(Natural-language object grounding data)
:::::
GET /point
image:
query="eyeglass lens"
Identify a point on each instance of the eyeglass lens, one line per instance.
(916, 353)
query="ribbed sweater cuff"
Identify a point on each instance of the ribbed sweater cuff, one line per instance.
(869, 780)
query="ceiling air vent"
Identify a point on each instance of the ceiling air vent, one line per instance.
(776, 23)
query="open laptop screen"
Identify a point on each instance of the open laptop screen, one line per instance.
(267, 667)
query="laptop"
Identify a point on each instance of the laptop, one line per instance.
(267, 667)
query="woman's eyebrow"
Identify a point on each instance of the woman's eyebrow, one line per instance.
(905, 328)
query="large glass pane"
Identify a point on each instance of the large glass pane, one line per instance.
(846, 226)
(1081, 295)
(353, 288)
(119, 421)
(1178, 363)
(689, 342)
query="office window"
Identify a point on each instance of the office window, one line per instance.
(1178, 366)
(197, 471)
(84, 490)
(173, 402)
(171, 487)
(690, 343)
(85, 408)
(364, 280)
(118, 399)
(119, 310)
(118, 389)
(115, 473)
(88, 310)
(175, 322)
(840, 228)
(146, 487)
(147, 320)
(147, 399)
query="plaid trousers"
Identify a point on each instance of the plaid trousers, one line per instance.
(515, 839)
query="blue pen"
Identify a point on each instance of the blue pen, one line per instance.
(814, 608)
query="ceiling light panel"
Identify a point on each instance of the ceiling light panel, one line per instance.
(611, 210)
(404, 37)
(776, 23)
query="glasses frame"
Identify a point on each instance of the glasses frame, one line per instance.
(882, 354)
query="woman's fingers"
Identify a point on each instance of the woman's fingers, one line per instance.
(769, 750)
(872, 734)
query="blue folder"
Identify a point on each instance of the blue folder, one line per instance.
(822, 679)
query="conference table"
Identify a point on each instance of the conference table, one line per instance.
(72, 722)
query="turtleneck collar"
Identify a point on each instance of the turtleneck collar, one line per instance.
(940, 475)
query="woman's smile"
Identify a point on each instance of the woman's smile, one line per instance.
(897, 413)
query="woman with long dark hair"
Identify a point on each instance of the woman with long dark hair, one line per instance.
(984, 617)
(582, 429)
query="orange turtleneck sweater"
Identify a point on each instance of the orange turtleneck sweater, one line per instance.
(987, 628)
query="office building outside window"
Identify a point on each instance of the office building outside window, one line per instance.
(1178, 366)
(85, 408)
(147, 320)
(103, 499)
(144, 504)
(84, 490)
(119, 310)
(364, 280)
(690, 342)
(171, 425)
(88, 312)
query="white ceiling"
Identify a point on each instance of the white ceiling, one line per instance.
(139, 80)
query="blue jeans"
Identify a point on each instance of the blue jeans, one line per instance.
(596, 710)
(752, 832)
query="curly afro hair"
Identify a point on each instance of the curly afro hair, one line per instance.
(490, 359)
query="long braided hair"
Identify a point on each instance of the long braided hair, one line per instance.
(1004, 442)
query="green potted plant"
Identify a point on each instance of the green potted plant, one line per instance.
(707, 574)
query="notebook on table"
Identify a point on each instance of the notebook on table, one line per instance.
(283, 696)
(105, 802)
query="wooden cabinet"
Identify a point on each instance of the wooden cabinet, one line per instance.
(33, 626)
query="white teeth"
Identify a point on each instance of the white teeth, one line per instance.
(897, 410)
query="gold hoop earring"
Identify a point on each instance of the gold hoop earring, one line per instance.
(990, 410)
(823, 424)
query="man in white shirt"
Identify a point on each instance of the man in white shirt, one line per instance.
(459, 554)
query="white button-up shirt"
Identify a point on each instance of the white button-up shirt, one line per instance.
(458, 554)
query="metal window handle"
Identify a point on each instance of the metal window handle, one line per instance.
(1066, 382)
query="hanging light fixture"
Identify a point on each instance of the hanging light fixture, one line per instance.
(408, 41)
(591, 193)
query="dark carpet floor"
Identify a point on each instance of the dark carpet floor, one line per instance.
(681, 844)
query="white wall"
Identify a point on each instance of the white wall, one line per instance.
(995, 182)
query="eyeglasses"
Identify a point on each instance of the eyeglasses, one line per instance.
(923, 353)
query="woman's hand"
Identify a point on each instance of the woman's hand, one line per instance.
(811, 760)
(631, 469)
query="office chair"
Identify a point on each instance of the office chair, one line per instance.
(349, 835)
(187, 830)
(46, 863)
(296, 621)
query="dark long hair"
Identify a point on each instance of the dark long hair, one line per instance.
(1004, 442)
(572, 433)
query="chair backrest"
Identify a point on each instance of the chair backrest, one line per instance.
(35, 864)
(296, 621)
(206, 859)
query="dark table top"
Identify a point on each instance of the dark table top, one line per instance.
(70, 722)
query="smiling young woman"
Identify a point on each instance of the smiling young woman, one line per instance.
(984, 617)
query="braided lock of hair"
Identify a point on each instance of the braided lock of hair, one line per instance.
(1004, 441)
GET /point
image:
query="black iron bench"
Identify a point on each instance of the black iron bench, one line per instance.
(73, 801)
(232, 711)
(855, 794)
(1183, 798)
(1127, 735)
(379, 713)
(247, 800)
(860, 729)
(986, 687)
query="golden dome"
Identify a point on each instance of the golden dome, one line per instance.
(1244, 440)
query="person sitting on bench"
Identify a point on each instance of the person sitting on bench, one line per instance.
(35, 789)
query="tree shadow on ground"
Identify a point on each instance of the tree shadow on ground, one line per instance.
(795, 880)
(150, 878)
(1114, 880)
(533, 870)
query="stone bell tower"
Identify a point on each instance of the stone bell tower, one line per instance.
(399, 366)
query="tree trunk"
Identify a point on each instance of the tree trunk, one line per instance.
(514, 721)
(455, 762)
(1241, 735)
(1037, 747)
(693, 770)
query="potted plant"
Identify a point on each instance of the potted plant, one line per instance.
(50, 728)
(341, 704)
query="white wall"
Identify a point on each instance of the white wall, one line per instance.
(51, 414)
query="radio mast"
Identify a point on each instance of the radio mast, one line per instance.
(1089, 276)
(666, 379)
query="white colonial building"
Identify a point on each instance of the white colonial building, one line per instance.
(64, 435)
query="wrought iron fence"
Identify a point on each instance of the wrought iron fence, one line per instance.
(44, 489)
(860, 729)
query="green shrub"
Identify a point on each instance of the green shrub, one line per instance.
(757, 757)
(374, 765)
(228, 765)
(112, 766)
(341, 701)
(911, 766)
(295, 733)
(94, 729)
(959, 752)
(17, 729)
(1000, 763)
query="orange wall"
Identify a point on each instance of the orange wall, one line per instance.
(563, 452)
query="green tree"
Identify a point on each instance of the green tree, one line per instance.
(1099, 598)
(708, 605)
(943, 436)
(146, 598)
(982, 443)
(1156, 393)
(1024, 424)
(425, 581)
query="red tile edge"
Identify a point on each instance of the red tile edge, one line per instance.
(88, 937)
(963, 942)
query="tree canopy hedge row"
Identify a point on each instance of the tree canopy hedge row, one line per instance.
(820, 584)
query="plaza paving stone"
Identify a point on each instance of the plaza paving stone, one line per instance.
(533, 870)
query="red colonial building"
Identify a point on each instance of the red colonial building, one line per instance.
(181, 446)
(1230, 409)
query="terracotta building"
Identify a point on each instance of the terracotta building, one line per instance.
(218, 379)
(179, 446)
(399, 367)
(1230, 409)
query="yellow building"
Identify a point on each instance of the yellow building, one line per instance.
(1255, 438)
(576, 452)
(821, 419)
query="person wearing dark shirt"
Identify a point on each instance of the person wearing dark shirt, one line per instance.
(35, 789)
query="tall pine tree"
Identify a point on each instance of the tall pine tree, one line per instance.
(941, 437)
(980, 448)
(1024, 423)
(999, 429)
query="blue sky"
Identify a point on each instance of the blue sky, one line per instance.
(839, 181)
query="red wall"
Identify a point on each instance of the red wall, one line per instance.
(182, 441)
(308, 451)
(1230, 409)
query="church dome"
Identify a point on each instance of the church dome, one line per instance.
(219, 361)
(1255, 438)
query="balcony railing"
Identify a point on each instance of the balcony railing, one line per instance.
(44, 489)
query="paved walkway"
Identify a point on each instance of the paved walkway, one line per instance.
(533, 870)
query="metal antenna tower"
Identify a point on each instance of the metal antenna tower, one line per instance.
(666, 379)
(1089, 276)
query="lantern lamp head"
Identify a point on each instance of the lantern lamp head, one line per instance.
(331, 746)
:::::
- INSTRUCTIONS FOR THE TASK -
Copy over exactly the lines above from the one with "Identify a point on each instance of the blue sky, one" to the last, both included, and no others.

- WRITTEN RESPONSE -
Identify a point on each instance of the blue sky, one line per instance.
(839, 181)
query="red wall"
Identify a point on each instance of the red wall, one line per instance.
(182, 441)
(308, 451)
(1230, 409)
query="church dome"
Identify a point on each instance of the church dome, one line per instance.
(219, 361)
(1255, 438)
query="balcony railing"
Identify a point on each instance of the balcony railing, one line per instance.
(44, 489)
query="paved walkway"
Identify a point on each instance of the paved walkway, one line per instance.
(533, 870)
query="metal antenna tower"
Identify a point on each instance of the metal antenna tower, one line per instance.
(666, 379)
(1089, 276)
query="lantern lamp head"
Identify a point on each instance of the lantern lamp head, one line per instance.
(331, 746)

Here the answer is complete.